■ Tareas por realizar:
1. Según el fragmento sobre Rosario, ¿cuántos tiros recibió la fachada del local baleado en la madrugada del 21 de abril?
2. Prosigue el texto sobre la cultura y la violencia en Rosario a partir de su última oración.

Se siente unx menos que un descarte, viviendo en esta sociedad del espectáculo, preguntándose, cada vez más, quién atiende su boletería.
La vida se apaga de noche en el sur y en el oeste como también sucede en el centro que agarra un aire de invierno nuclear cuando ya empieza a escurecer. La calle que hace unos minutos vio pasar a la señora coqueta por la perfumería, baja junto con ella las persianas. El núcleo de la urbanidad se va apocando cada vez más mientras que los bares culturales de Rosario se van exiliando de a poquito. A algunos los corrieron a punta de patrulleros, a otros a botellazos. A otros los perdieron en una virulenta burocracia, escueta pero verborrágica, enrevesada, descuajeringada, contradictoria y, sobre todo, hostil.
Rosario es una ciudad hostil para con sus gestores culturales. Rosario es una ciudad hostil para con sus sectores marginales. Rosario es una ciudad hostil, de una cultura tan combatida, excluida e invisibilizada que, a esta altura, es imposible «gestionarla». Hoy en nuestra ciudad lo único que se puede hacer es militar La Cultura: enarbolarla, reivindicarla, moverla a donde se la necesite, esconderla cuando haga falta e intentar que se chorree para afuera de los márgenes hasta que todxs tengamos un acceso cada vez más libre a la misma.
En semejante contexto, hace unas semanas pasó lo impensado. Pichincha se salpicó de la violencia que signa el día a día de los márgenes de la ciudad. Fue como si nos chisporroteara un caos en plena ebullición que el gobierno local intenta (y no logra) hacinar lejos de la clase media que compone su electorado.
En la madrugada del día 21 de abril balearon la fachada de un local temporalmente cerrado. Catorce tiros sin nombre, ni rostro, ni remitente estremecieron la noche de lxs vecinxs. La policía llegó justo a tiempo para posar al lado de los casquillos en el pavimento, iluminar la cuadra de azul por unas horas y poco más. Evidentemente se concluyó que la zona estaba fuera de peligro. No se adoptó custodia alguna, ni patrullajes más rigurosos, ni mayor presencia de efectivos en la zona.

■ Registros enumerados:
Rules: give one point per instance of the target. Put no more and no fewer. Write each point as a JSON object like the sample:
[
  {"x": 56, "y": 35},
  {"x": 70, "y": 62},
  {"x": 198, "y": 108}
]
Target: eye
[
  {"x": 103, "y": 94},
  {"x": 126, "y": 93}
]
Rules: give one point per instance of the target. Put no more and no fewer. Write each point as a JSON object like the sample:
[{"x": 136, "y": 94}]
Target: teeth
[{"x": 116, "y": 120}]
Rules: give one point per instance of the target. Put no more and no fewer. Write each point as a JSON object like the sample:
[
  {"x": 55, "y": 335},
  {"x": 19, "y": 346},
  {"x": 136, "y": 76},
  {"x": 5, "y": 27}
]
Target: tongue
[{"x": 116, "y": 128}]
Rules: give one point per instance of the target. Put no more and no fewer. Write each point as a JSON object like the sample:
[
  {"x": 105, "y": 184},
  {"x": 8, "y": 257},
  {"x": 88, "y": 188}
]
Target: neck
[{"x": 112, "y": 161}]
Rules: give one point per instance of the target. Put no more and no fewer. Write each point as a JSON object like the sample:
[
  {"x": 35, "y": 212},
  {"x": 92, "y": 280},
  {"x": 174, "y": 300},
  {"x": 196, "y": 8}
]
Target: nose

■ Tareas resueltas:
1. Catorce tiros.

2.
La noche posterior nos enteramos de primera mano. Desde nuestra vereda se escucharon los cuatro tiros que sacudieron la noche de un buen número de comensales. Las ambulancias no tardaron en responder, sobre todo porque no hubo heridos y no se lxs llamó en ningún momento. La policía, sin embargo, acudió a la escena del crimen para garantizar la seguridad de la gente a la que ya se le había disparado: un operativo que se podría definir como post-preventivo. Muchxs vecinxs, mientras tanto, permanecieron en sus hogares. A lo mejor paralizadxs por el miedo, a lo mejor – ya acostumbradxs a los ruidos molestos – decidieron no darle al hecho mayor importancia.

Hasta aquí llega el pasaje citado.